## [Exercise description]
Without including the pictures, copy out every line below.

(Stored data)

* * * * * * * * *

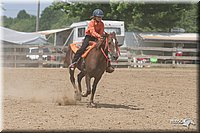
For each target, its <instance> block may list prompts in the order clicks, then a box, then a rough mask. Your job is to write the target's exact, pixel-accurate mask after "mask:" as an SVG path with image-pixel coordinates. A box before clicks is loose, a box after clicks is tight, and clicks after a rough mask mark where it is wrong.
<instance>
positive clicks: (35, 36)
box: [0, 26, 47, 45]
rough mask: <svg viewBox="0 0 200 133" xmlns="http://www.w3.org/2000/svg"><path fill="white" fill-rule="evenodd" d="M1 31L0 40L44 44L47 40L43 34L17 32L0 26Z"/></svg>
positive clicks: (12, 43) (9, 41)
mask: <svg viewBox="0 0 200 133" xmlns="http://www.w3.org/2000/svg"><path fill="white" fill-rule="evenodd" d="M0 30H1V32H2V33H3V34H2V35H3V36H2V37H1V40H2V41H5V42H9V43H12V44H37V45H38V44H46V43H47V40H46V37H45V36H44V35H41V34H39V33H33V32H19V31H15V30H11V29H8V28H5V27H1V26H0Z"/></svg>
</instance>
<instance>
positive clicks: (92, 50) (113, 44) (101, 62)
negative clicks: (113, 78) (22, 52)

* * * * * * * * *

## [Your response]
For each target, its <instance> block may list prompts in the order clicks, then a box, then a rough mask. Your job is to write the target's exact, pixel-accurate mask after "mask:" as an SVG path with image-pixel coordinates. A box before clicks is loose, a box after clicks is tight, and clicks after a rough mask mark where it is wrong.
<instance>
positive clicks: (35, 36)
box: [0, 26, 47, 45]
rough mask: <svg viewBox="0 0 200 133" xmlns="http://www.w3.org/2000/svg"><path fill="white" fill-rule="evenodd" d="M1 31L0 40L44 44L47 40L43 34L17 32L0 26Z"/></svg>
positive clicks: (12, 43) (9, 41)
mask: <svg viewBox="0 0 200 133" xmlns="http://www.w3.org/2000/svg"><path fill="white" fill-rule="evenodd" d="M0 30H1V32H2V33H3V34H2V35H3V36H2V37H1V40H2V41H5V42H9V43H12V44H37V45H38V44H46V43H47V40H46V37H45V36H44V35H41V34H39V33H33V32H19V31H15V30H11V29H8V28H5V27H1V26H0Z"/></svg>
</instance>
<instance>
positive clicks: (92, 50) (113, 44) (101, 62)
negative clicks: (113, 78) (22, 52)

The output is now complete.